[begin SOURCE MATERIAL]

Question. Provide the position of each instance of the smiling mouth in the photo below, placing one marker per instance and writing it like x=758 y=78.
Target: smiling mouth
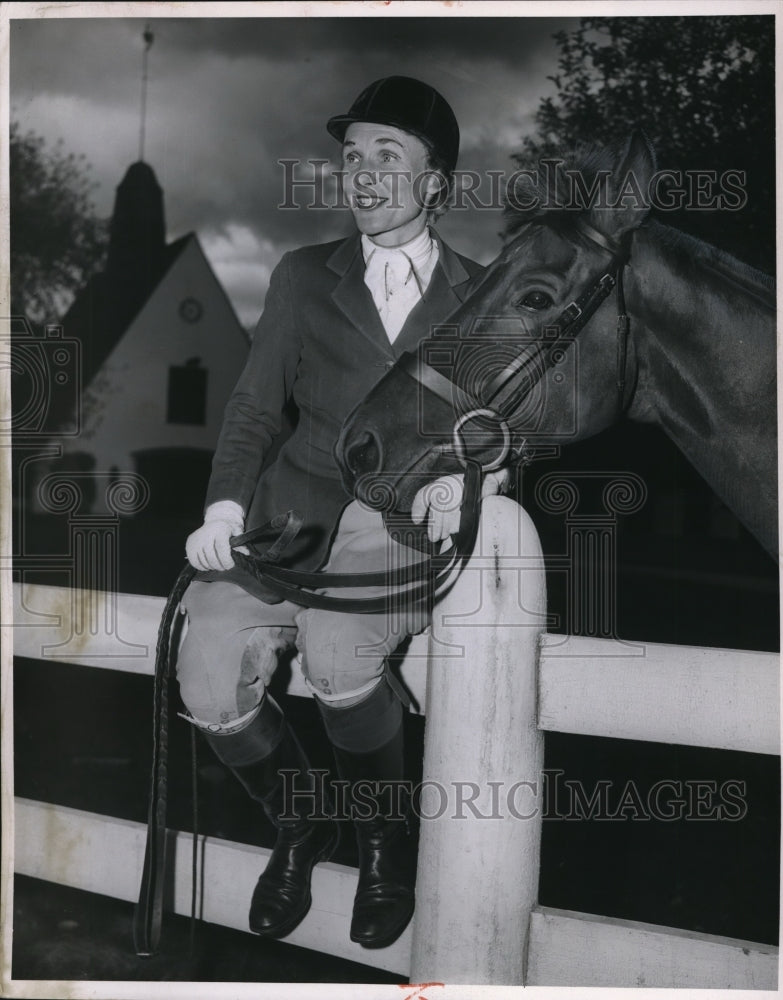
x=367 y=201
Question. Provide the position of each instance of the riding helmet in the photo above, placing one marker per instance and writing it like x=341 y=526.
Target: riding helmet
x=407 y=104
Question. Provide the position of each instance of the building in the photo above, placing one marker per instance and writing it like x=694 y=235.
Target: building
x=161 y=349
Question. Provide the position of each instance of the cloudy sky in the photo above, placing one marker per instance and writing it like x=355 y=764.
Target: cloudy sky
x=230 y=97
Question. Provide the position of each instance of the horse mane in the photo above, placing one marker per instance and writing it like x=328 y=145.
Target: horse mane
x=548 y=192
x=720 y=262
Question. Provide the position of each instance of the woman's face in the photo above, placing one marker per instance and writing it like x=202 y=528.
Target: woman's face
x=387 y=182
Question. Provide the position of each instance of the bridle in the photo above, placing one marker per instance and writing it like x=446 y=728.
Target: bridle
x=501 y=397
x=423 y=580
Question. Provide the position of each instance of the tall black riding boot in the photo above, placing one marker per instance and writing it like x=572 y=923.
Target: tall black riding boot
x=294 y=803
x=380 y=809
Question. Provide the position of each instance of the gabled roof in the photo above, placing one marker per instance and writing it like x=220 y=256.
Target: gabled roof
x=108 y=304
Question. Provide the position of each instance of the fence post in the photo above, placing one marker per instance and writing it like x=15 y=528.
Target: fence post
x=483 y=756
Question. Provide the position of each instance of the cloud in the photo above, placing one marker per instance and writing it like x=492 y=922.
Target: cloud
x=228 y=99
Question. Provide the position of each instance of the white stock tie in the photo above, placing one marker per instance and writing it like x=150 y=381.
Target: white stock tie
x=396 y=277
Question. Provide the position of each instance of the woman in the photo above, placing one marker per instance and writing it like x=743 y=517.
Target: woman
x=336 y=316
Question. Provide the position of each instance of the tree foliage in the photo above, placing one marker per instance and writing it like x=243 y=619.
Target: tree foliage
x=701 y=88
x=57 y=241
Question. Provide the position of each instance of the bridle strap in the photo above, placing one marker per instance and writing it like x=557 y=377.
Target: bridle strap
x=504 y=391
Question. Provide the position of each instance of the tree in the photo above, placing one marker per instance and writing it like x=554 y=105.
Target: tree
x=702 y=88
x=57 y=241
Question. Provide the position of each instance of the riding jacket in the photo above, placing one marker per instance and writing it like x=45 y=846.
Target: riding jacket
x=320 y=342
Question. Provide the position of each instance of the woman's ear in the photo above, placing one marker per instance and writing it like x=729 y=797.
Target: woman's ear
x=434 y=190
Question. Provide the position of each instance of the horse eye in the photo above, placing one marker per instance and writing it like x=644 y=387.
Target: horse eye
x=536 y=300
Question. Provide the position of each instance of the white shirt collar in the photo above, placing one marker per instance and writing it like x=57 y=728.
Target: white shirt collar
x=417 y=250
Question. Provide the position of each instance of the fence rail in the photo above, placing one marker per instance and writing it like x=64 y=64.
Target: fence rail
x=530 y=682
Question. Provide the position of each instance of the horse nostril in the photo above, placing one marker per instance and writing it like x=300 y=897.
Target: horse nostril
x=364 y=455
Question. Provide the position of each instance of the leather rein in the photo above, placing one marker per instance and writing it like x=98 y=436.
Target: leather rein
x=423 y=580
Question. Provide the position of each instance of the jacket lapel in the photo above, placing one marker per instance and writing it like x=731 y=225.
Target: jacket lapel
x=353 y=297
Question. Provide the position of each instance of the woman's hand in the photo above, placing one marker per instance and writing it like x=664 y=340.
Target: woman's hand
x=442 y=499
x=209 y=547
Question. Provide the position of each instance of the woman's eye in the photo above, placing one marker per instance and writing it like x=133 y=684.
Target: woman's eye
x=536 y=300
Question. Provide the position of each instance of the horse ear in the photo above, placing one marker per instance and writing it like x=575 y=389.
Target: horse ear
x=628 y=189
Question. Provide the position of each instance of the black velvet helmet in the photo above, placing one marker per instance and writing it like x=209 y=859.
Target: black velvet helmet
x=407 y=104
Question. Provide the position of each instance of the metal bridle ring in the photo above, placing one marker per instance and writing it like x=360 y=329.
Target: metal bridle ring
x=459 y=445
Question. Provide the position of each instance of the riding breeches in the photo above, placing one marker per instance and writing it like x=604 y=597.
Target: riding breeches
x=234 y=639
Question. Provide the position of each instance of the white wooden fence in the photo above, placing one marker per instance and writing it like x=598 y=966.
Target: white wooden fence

[end SOURCE MATERIAL]
[begin SOURCE MATERIAL]

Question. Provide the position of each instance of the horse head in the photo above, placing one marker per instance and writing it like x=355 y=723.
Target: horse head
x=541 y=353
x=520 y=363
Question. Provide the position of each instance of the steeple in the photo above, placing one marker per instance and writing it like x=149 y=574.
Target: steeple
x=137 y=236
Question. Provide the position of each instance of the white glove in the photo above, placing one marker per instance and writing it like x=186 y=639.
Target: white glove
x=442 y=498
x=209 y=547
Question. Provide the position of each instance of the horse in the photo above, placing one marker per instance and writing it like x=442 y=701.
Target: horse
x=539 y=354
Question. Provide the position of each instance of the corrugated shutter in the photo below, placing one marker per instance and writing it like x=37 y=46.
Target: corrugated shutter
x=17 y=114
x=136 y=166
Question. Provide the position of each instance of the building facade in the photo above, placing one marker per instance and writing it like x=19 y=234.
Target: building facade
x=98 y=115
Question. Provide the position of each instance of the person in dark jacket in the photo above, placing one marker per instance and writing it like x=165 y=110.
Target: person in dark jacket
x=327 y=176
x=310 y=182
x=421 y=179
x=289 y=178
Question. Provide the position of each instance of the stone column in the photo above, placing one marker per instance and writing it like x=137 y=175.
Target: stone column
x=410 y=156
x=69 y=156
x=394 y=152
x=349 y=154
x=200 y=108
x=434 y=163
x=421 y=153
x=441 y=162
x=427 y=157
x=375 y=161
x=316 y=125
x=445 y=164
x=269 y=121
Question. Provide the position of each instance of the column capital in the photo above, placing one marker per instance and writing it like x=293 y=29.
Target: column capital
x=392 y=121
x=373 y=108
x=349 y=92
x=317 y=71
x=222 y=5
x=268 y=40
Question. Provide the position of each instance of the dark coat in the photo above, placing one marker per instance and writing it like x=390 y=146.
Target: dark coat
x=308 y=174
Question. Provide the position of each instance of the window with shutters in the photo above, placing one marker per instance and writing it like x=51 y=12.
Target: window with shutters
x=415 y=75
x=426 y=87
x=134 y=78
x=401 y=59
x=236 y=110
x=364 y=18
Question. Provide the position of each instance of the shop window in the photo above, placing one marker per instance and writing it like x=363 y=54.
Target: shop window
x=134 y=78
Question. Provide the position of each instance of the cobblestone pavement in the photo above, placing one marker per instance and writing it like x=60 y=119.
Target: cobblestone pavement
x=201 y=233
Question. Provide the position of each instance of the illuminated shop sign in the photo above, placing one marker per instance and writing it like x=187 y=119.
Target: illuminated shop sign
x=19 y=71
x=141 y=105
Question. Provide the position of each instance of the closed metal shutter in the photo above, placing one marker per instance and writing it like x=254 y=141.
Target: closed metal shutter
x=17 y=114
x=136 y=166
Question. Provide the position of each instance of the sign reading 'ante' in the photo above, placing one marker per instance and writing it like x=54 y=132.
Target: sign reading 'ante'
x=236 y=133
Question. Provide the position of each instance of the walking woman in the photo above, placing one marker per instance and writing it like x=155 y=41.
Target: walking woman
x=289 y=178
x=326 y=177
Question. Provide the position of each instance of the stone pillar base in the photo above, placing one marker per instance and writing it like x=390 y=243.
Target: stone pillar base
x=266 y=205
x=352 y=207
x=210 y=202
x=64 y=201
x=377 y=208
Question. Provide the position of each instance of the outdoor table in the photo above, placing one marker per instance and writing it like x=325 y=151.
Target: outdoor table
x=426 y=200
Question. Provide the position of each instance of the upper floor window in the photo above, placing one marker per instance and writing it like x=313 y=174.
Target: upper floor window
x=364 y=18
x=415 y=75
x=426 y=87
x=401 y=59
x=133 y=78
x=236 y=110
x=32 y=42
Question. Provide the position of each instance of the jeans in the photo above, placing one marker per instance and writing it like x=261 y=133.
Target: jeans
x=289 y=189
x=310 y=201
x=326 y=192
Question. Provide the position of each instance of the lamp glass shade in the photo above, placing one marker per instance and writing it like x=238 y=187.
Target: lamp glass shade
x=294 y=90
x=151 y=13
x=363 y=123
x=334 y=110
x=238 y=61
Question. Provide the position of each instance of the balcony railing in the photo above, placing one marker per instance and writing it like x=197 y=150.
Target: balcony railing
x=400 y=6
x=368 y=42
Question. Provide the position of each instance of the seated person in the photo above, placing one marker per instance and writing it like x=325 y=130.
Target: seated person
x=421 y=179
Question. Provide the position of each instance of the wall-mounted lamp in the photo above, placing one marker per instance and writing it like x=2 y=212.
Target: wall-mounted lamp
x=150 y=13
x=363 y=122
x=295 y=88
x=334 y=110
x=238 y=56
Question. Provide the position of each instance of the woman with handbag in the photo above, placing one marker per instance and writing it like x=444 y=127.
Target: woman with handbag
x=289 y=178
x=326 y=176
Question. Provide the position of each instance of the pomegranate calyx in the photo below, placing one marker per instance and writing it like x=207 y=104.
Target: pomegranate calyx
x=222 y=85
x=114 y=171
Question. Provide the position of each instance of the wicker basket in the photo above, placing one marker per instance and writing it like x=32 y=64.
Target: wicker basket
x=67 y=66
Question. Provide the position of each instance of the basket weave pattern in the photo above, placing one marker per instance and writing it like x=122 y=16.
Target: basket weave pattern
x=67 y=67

[end SOURCE MATERIAL]

§ THE EXERCISE: Rename "stone column" to "stone pillar" in the records, starting at the line that contains "like x=37 y=46." and ending at the line that contains "x=201 y=233". Reproduce only those lines, with everything else unchanged.

§ EXERCISE ANSWER:
Question. Provide the position of each instance of the corrugated shutter in the photo below, placing one marker per instance and writing it like x=37 y=46.
Target: corrugated shutter
x=17 y=114
x=136 y=166
Question. Provide the position of each instance of the building facade in the photo above, placing one marker per instance and writing it like x=19 y=234.
Target: building facade
x=98 y=115
Question. Provide the position of each instance of the person in dark jacket in the photo above, placing one marker per instance and writing it like x=165 y=110.
Target: person in dark jacket
x=327 y=176
x=310 y=182
x=421 y=179
x=289 y=178
Question. Provide the position of each instance of the stone pillar in the photo above, placing one marker per instance and writing it like x=137 y=175.
Target: stone pillar
x=410 y=156
x=69 y=156
x=394 y=152
x=349 y=154
x=200 y=108
x=434 y=163
x=421 y=153
x=441 y=162
x=427 y=157
x=375 y=161
x=316 y=125
x=445 y=164
x=269 y=121
Question. Provide the position of each instance of the column capital in the photo above, placing one marker per instance and writing it like x=293 y=29.
Target: column capital
x=392 y=121
x=373 y=108
x=349 y=92
x=317 y=71
x=222 y=5
x=268 y=40
Question. Provide the position of each instance of the dark coat in the photo above, placing one marker per instance and writing it like x=390 y=146.
Target: dark coat
x=308 y=174
Question. Provide the position of each instance of the window with shutters in the photo above, placing one marker per instance and writing it like x=51 y=12.
Target: window with shutters
x=415 y=75
x=426 y=87
x=134 y=78
x=401 y=59
x=236 y=110
x=364 y=18
Question. Provide the position of each instance of the shop window in the photo above, placing one marker per instance and writing it like x=363 y=54.
Target: shop window
x=134 y=78
Question. Provide the position of each instance of the cobblestone pavement in the photo above, placing one marker per instance and writing it like x=60 y=119.
Target: cobblestone pavement
x=201 y=233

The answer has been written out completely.